Input for this task:

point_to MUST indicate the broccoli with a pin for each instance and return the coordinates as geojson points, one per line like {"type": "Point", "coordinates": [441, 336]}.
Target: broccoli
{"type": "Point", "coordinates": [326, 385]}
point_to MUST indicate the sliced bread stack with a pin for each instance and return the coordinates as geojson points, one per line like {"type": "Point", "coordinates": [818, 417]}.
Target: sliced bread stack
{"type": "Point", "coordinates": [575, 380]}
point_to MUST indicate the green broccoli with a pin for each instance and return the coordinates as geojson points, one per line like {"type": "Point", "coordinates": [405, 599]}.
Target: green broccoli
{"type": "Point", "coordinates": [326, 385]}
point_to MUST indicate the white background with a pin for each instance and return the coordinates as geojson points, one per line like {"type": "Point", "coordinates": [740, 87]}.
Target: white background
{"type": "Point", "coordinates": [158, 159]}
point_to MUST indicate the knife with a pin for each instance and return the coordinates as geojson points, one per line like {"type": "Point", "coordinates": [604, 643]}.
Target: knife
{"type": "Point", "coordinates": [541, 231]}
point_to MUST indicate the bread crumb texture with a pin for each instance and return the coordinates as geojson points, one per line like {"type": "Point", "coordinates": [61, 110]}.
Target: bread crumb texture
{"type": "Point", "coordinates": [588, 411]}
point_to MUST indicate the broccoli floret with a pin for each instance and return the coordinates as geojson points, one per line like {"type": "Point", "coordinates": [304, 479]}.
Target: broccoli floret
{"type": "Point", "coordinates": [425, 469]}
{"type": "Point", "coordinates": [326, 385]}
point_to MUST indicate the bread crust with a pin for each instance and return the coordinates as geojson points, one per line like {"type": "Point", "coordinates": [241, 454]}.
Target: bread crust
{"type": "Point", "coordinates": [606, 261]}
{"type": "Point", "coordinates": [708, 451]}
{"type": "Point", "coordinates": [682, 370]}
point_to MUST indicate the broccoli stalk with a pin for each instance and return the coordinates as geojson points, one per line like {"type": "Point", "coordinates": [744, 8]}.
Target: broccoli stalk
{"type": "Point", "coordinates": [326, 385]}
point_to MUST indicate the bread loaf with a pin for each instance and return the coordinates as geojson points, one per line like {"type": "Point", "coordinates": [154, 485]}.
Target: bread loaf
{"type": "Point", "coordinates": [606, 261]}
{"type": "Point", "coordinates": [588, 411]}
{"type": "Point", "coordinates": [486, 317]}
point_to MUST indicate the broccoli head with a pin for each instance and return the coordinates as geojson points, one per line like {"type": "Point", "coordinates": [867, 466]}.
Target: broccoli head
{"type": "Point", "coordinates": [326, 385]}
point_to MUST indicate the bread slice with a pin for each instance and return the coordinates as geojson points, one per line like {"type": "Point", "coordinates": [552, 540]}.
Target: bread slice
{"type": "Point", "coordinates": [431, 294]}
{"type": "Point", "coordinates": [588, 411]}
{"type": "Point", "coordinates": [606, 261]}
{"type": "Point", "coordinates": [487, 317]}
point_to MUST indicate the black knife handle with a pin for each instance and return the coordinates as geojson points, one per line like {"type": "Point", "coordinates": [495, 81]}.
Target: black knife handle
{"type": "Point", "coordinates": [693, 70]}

Task requirements: Please write out all the rows above again, substituting "marker" for each occurrence of "pin" and leaving everything else unchanged.

Reply:
point_to MUST indicate the broccoli with a marker for each instance and return the coordinates as geojson points, one per line like {"type": "Point", "coordinates": [441, 336]}.
Target: broccoli
{"type": "Point", "coordinates": [326, 385]}
point_to MUST indicate the sliced bread stack with a marker for each instance and return the coordinates as geojson points, one per line like {"type": "Point", "coordinates": [818, 417]}.
Target: sliced bread stack
{"type": "Point", "coordinates": [575, 380]}
point_to MUST indicate the green broccoli with a marker for each instance and return the coordinates as geojson points, one per line like {"type": "Point", "coordinates": [405, 599]}.
Target: green broccoli
{"type": "Point", "coordinates": [326, 385]}
point_to MUST indicate the white background with a marker for each instance and return the coordinates as geojson points, one per line like {"type": "Point", "coordinates": [740, 87]}.
Target: white background
{"type": "Point", "coordinates": [158, 159]}
point_to MUST indicate the knife with a marker for each instance and return the coordinates as geojson points, one per line like {"type": "Point", "coordinates": [604, 643]}.
Target: knife
{"type": "Point", "coordinates": [541, 231]}
point_to MUST indicate the bread crumb texture with a marker for each instance and return the coordinates as geojson points, one per line like {"type": "Point", "coordinates": [61, 110]}.
Target: bread crumb texture
{"type": "Point", "coordinates": [588, 411]}
point_to MUST indicate the broccoli floret with a marker for each instance and return the coordinates as geojson points, one per line like {"type": "Point", "coordinates": [304, 479]}.
Target: broccoli floret
{"type": "Point", "coordinates": [425, 469]}
{"type": "Point", "coordinates": [326, 385]}
point_to MUST indicate the bread crust with a marker for each instance and return the coordinates as geojson points, one per line like {"type": "Point", "coordinates": [241, 454]}.
Target: bread crust
{"type": "Point", "coordinates": [606, 261]}
{"type": "Point", "coordinates": [708, 451]}
{"type": "Point", "coordinates": [682, 370]}
point_to MUST indicate the broccoli stalk with a marker for each instance and return the coordinates as geojson points, one per line like {"type": "Point", "coordinates": [744, 8]}.
Target: broccoli stalk
{"type": "Point", "coordinates": [326, 385]}
point_to MUST indicate the bread loaf with a marker for each instance and return the coordinates as geojson points, one per line like {"type": "Point", "coordinates": [154, 485]}.
Target: bread loaf
{"type": "Point", "coordinates": [606, 261]}
{"type": "Point", "coordinates": [588, 411]}
{"type": "Point", "coordinates": [486, 317]}
point_to MUST indicate the broccoli head with a marker for each instance and return the coordinates as geojson points, one per line like {"type": "Point", "coordinates": [867, 466]}.
Target: broccoli head
{"type": "Point", "coordinates": [326, 385]}
point_to MUST indicate the bread slice with a marker for each instance and return the coordinates as geojson points, one per line like {"type": "Point", "coordinates": [552, 540]}.
Target: bread slice
{"type": "Point", "coordinates": [431, 294]}
{"type": "Point", "coordinates": [588, 411]}
{"type": "Point", "coordinates": [606, 261]}
{"type": "Point", "coordinates": [487, 317]}
point_to MUST indicate the black knife handle with a marker for each instance and return the coordinates as geojson points, one per line like {"type": "Point", "coordinates": [495, 81]}.
Target: black knife handle
{"type": "Point", "coordinates": [693, 70]}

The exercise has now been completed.